• Textausschnitt
┏━━
Pervers: Berge in den Alpen dienen als Werbefläche. Was wollen die Konzerne denn noch alles beanspruchen – patentierte Gene reichen wohl noch nicht?
Blick (Schweiz), 20. Januar 2012
«Ein Berg ist kein Werbeobjekt!»
Multis rauben Jungfrau die Unschuld
LAUTERBRUNNEN – Der Lichtkünstler Gerry Hofstetter projizierte das Schweizerkreuz an die Nordflanke der Jungfrau. Unter anderem auch das Logo des Pharmamultis Bayer. Das sorgt für Unmut.
Zum 100-Jahre-Jubiläum der Jungfraubahnen überlegte sich das Unternehmen etwas ganz spezielles: Ein riesiges Schweizerkreuz sollte die Jungfrau beleuchten. Lichtkünstler Gerry Hofstetter setzte das Vorhaben um: Das weisse Kreuz auf rotem Grund beleuchtete die Flanke. Nicht nur das: Pharma-Multi Bayer, Uhrenmarke Tissot und die Bekleidungsfirma Mammut liessen mit ihrem Logo den Berg erleuchten.
┗━━
• Bereitgestellte Daten
┏━━
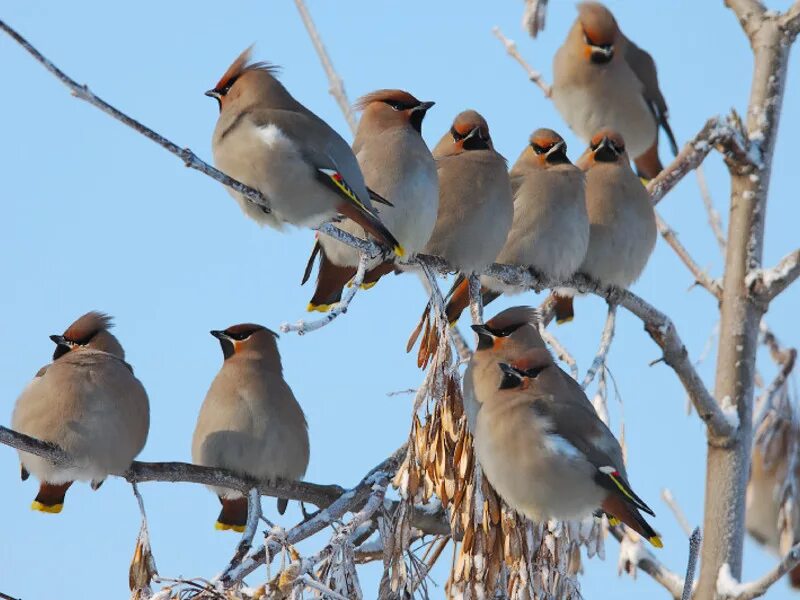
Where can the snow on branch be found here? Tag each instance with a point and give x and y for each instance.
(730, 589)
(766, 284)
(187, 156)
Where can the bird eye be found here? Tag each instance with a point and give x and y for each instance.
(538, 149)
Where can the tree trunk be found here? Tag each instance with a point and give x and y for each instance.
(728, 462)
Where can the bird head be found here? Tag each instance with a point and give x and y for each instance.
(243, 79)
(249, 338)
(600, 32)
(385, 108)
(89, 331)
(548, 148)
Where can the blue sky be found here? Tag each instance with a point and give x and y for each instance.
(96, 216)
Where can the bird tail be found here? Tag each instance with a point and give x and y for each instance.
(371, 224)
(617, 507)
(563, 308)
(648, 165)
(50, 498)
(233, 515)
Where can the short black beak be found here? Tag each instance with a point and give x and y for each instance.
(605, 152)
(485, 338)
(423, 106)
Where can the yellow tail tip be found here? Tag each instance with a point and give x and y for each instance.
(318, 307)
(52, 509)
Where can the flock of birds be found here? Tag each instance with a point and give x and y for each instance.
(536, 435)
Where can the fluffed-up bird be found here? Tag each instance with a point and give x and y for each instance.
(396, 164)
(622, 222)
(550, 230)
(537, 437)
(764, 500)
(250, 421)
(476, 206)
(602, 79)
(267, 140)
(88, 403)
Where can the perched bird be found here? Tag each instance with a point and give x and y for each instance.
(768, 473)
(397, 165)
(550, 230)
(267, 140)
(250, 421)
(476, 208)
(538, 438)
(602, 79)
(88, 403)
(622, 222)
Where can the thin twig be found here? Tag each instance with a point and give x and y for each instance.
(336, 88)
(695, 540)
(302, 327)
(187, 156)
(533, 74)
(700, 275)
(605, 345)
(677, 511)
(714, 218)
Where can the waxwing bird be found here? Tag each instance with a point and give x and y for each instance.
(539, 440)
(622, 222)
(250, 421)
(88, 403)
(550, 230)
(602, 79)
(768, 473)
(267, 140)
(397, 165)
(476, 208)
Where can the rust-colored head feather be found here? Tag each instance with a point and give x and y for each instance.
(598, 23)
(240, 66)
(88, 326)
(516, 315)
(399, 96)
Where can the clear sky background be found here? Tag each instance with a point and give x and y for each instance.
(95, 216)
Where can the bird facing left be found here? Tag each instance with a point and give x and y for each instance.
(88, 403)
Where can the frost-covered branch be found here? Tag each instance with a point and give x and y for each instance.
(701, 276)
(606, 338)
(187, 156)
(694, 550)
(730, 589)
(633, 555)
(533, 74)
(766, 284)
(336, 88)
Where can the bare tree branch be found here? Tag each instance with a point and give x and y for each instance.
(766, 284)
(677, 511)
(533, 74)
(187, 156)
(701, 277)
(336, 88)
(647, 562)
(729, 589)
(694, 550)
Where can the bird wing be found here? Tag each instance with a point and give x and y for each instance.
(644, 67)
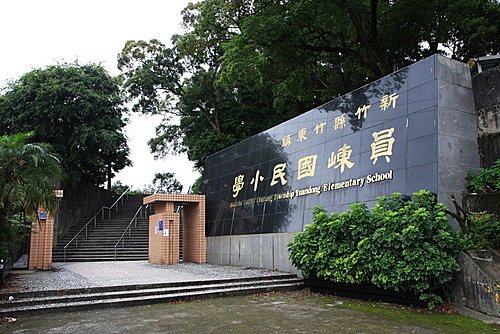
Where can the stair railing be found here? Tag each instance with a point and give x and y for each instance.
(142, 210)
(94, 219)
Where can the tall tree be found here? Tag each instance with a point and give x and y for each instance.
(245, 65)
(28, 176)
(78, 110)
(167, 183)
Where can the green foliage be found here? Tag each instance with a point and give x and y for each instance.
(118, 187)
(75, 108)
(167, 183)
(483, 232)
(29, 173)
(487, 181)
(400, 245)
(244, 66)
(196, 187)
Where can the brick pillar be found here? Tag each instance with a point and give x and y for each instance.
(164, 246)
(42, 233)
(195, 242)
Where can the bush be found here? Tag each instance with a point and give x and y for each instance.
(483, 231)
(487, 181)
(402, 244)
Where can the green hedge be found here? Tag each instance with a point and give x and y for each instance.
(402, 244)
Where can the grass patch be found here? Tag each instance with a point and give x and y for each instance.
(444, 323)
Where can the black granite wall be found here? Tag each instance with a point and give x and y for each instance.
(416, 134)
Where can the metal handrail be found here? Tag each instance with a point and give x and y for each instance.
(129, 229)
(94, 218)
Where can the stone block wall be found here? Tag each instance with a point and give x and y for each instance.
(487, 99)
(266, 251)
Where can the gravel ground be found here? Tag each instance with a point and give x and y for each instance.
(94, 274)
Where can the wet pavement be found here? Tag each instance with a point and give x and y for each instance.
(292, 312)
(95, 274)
┗━━
• Aufgaben bearbeiten
1) Beantworte zum Artikel über die Lichtprojektion an der Jungfrau:
(a) In welcher Zeitung und an welchem Datum erschien er?
(b) An welche Flanke der Jungfrau projizierte Gerry Hofstetter das Schweizerkreuz?
(c) Zu welchem Anlass ließ das Unternehmen die Jungfrau beleuchten?
2) Führe den Artikel über die Lichtprojektion an der Jungfrau nach seinem letzten Satz weiter.
Das Material wird hier nicht benötigt.

• Ergebnisse
1)
(a) Im Blick (Schweiz) am 20. Januar 2012.
(b) An die Nordflanke.
(c) Zum 100-Jahre-Jubiläum der Jungfraubahnen.

2)
«Ein Berg ist doch kein Werbeobjekt!» Geschäftsführerin Katharina Conradin von Mountain Wilderness zu Blick.ch: «Das stösst uns sauer auf.» Das Gebiet Jungfrau-Aletsch – übrigens ein Unesco-Welterbe – als Werbefläche zu missbrauchen, missfällt nicht nur ihrer Organisation.
Die Stiftung Landschaftsschutz Schweiz bläst ins gleiche Horn. Gegenüber dem «Bund» sagt eine Sprecherin: «Es tut weh zu sehen, wie multinationale Konzerne die grandiose Berglandschaft zur Werbeleinwand degradieren.»
Mountain Wilderness kritisiert nicht nur die Werbung, die an den Berg projiziert wurde, sondern auch die 18 Heliflüge, die notwendig waren, um die Ausrüstung für die Lichtinstallation auf den Berg zu bringen. «Diese Lärmbelästigung hätte vermieden werden können», sagt Conradin.
Ohne Sponsoring nicht möglich
Die Jungfraubahnen weisen daraufhin, dass die Aktion ohne Sponsoring nicht hätte finanziert werden können. Und Künstler Gerry Hofstetter verteidigt sich: Im Fussball oder Eishockey seien Sponsoren und Werbung viel präsenter und aufdringlicher.
Zum «Bund» sagt er: «Wir haben das dezent gemacht.» Aber er könne verstehen, wenn dies nicht allen Leuten gefalle.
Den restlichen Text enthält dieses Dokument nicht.